Each line below is to be written out in full, exactly as shown.

== DATA SUPPLIED ==

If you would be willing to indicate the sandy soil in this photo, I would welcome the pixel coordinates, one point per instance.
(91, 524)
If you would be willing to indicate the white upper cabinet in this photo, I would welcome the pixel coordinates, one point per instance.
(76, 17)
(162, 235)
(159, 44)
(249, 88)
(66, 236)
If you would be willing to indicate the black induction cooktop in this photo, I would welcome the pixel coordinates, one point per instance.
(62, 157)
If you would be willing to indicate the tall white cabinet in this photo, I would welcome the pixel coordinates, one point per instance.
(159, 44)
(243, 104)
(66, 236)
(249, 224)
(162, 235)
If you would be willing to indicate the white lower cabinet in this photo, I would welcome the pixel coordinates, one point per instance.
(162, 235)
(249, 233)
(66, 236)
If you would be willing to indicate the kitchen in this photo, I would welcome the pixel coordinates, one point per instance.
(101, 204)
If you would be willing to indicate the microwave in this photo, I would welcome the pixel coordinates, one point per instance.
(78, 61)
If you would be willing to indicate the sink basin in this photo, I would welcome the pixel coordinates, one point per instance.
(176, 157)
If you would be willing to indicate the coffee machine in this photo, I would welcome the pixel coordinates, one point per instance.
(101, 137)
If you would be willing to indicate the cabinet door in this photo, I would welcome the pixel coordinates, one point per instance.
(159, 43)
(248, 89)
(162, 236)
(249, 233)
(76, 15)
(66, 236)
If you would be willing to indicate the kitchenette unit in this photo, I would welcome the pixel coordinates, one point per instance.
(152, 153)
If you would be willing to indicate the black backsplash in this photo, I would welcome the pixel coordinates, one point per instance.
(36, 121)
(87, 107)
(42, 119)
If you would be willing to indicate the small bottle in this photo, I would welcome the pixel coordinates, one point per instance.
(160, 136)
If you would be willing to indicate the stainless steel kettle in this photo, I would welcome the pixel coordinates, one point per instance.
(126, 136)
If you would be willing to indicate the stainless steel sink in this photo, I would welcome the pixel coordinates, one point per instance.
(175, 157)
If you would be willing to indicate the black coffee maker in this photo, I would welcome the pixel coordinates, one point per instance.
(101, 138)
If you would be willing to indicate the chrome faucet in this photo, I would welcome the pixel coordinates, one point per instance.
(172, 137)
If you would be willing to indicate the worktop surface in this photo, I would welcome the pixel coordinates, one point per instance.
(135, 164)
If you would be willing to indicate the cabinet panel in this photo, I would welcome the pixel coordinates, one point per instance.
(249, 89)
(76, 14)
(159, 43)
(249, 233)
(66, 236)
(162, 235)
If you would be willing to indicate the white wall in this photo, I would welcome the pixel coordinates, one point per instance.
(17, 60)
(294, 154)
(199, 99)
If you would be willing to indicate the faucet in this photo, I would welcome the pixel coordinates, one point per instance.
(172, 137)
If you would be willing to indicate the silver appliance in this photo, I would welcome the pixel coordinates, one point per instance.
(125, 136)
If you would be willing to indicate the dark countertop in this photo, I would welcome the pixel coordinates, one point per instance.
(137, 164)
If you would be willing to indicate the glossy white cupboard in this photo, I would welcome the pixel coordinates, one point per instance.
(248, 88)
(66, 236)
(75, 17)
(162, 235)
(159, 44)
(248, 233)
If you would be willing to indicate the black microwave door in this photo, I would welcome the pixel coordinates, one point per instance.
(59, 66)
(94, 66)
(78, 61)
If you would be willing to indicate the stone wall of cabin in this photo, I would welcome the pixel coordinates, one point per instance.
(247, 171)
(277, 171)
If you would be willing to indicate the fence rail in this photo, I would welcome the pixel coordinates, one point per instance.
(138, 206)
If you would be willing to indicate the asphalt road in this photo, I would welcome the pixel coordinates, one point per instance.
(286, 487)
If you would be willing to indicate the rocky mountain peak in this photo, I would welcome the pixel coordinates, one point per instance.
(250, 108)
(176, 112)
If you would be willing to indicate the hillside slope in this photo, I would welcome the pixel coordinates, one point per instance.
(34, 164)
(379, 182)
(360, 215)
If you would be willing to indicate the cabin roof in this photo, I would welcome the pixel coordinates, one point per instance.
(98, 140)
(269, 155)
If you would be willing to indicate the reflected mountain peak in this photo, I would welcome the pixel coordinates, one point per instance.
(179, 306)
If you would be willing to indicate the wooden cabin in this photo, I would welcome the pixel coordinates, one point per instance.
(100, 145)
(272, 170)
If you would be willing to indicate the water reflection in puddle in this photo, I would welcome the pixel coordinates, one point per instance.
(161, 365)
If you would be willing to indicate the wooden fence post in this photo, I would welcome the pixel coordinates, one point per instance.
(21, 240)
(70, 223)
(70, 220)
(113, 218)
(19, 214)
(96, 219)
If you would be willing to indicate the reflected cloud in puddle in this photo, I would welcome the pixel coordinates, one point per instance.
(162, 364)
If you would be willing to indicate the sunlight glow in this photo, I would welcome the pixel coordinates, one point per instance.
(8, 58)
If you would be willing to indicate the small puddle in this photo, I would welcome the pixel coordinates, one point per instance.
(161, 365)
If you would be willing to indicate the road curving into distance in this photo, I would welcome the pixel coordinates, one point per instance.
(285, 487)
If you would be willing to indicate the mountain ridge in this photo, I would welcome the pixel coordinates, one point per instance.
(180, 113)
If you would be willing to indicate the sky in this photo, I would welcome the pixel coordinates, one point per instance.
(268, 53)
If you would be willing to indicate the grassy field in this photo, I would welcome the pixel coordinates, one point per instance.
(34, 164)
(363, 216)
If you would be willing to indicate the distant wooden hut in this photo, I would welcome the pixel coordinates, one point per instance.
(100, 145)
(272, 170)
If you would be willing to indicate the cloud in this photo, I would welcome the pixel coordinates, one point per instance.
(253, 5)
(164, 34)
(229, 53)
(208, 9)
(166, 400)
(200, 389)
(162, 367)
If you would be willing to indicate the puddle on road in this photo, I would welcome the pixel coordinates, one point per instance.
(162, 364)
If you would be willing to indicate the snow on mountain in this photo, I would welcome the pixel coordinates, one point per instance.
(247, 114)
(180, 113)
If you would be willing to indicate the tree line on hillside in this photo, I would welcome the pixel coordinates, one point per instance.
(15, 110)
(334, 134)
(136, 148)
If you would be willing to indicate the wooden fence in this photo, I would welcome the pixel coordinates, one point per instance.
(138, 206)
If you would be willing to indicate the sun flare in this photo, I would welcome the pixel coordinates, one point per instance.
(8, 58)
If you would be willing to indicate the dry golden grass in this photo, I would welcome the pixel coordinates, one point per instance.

===

**OUTPUT FOR THIS EXERCISE:**
If you would be willing to indicate the sandy soil in this photo, I would welcome the pixel coordinates, one point per instance.
(91, 524)
If you would be willing to indicate the white upper cabinet in this photo, I would welcome the pixel coordinates, one point per instance.
(76, 17)
(162, 235)
(159, 44)
(249, 88)
(66, 236)
If you would be willing to indicate the black induction cooktop in this photo, I would welcome the pixel coordinates, one point per instance.
(62, 157)
If you would be willing to indicate the tall white cabinet in this photo, I would welcome the pixel coordinates, one point per instance.
(159, 44)
(243, 104)
(66, 236)
(249, 224)
(162, 235)
If you would be willing to indicate the white lower cabinet in this photo, I would welcome the pixel coordinates, one point per instance.
(162, 235)
(249, 233)
(66, 236)
If you would be willing to indicate the kitchen in this photo, I would welcome the pixel coordinates, one point per instance.
(101, 204)
If you would be willing to indicate the microwave in this photo, I would welcome the pixel coordinates, one point per instance.
(78, 61)
If you would be willing to indicate the sink basin in this photo, I would welcome the pixel coordinates, one point per instance.
(176, 157)
If you would be willing to indicate the coffee machine in this photo, I would welcome the pixel coordinates, one point per instance.
(101, 137)
If you would be willing to indicate the cabinet door in this photo, I would welcome the pixel coordinates, one point per instance.
(159, 43)
(248, 89)
(162, 236)
(249, 233)
(76, 15)
(66, 236)
If you would be willing to indicate the kitchenette unit in this photo, I would welcome the pixel coordinates, one point per instance.
(152, 153)
If you would be willing to indicate the black backsplash in this photo, I would welcome the pixel coordinates, one point per instance.
(36, 121)
(87, 107)
(42, 119)
If you would be willing to indicate the small bottle in this photo, I would welcome the pixel coordinates, one point per instance.
(160, 136)
If you would be willing to indicate the stainless steel kettle in this photo, I would welcome the pixel coordinates, one point per instance.
(126, 136)
If you would be willing to indicate the stainless steel sink in this photo, I would welcome the pixel coordinates, one point per instance.
(175, 157)
If you would be willing to indicate the black coffee maker in this photo, I would welcome the pixel coordinates, one point per instance.
(101, 138)
If you would be willing to indicate the chrome faucet in this photo, I would welcome the pixel coordinates, one point per instance.
(172, 137)
If you would be willing to indicate the worktop surface in this photo, I would welcome the pixel coordinates, one point per instance.
(135, 164)
If you would be willing to indicate the cabinet panel in this photo, I would welcome the pixel coordinates, one point per instance.
(249, 89)
(76, 14)
(159, 43)
(249, 233)
(66, 236)
(162, 235)
If you would be willing to indicate the white wall in this photo, I would welcome the pixel coordinates, one point per instance.
(17, 60)
(294, 154)
(199, 99)
If you would be willing to indicate the faucet in this photo, I would welcome the pixel coordinates, one point per instance.
(172, 137)
If you would be willing to indicate the silver appliance in this photo, I would welcome the pixel coordinates, one point per instance.
(125, 136)
If you would be willing to indicate the dark countertop in this photo, I would welcome the pixel coordinates, one point per instance.
(137, 164)
If you would be willing to indicate the glossy white cupboard in this photo, I would welcome the pixel coordinates, one point per instance.
(248, 88)
(66, 236)
(75, 17)
(162, 235)
(159, 44)
(248, 233)
If you would be willing to indicate the black microwave door in this photo, I would welcome the pixel coordinates, one point per instance.
(59, 66)
(94, 66)
(78, 61)
If you would be willing to indicate the stone wall of cabin in this photo, I would welcome the pixel coordinates, one point per instance.
(247, 171)
(277, 171)
If you would be willing to indicate the fence rail in this photo, I would welcome the pixel coordinates, one point per instance.
(138, 206)
If you would be willing to indicate the asphalt road in this photo, I would welcome the pixel coordinates, one point per instance.
(286, 487)
If you would be willing to indicate the rocky mountain peak in this photo, I would welcome the pixel coordinates, one point per instance.
(250, 108)
(176, 112)
If you would be willing to indicate the hillside slope in this photo, I would welcome the pixel coordinates, one point per instance.
(34, 164)
(379, 182)
(360, 215)
If you would be willing to indicate the cabin roof in this photo, I would welcome the pixel coordinates, one point per instance.
(98, 140)
(269, 155)
If you would be willing to indicate the reflected mountain peak in this photo, I would welcome the pixel coordinates, one point per instance.
(179, 306)
If you would be willing to indicate the wooden cabin in this photo, I would welcome the pixel coordinates, one point per instance.
(100, 145)
(272, 170)
If you would be willing to indicate the water reflection in puddle in this photo, I would welcome the pixel coordinates, one point per instance.
(161, 365)
If you would be willing to indicate the wooden fence post in this photo, I would welcome the pixel coordinates, one point per instance.
(21, 240)
(70, 223)
(70, 220)
(113, 218)
(19, 214)
(96, 219)
If you would be willing to indicate the reflected cloud in puddle in this photo, I would welcome the pixel coordinates, one point per instance.
(162, 364)
If you would be willing to indicate the sunlight glow in this photo, I would welcome the pixel coordinates, one point per instance.
(8, 58)
If you would be willing to indicate the small puddle in this photo, I would welcome the pixel coordinates, one point per instance.
(161, 365)
If you would be willing to indicate the road curving into distance in this photo, I would welcome the pixel coordinates, one point per instance.
(285, 487)
If you would be willing to indicate the mountain ridge in this photo, I would welcome the pixel coordinates, one point per instance.
(180, 113)
If you would be willing to indicate the sky in this photo, I would welcome the pixel coordinates, one point per instance.
(268, 53)
If you would be willing to indicate the grassy field in this photo, I would welcome the pixel coordinates, one point per instance.
(34, 164)
(363, 216)
If you would be willing to indicate the distant wooden hut in this photo, I would welcome the pixel coordinates, one point per instance.
(100, 145)
(272, 170)
If you would be willing to indicate the cloud in this photo, I would welcome the pixel coordinates, one point per instance.
(253, 5)
(164, 34)
(229, 53)
(208, 9)
(166, 400)
(200, 389)
(162, 367)
If you would be willing to indicate the puddle on road in this photo, I would welcome the pixel coordinates, one point per instance.
(162, 364)
If you would be willing to indicate the snow on mountain in this photo, I would welcome the pixel coordinates, one point per instance.
(247, 114)
(180, 113)
If you would be willing to indicate the tree line on hillside in this photo, I would welcome the pixel coordinates, one point per instance.
(15, 110)
(334, 134)
(136, 148)
If you would be willing to indicate the wooden fence in this photo, I would welcome the pixel coordinates, one point per instance.
(138, 206)
If you would be willing to indicate the sun flare in this photo, I would welcome the pixel coordinates, one point per instance.
(8, 58)
If you would be willing to indicate the dry golden grass in this photo, I would welcome the pixel coordinates, one point per instance.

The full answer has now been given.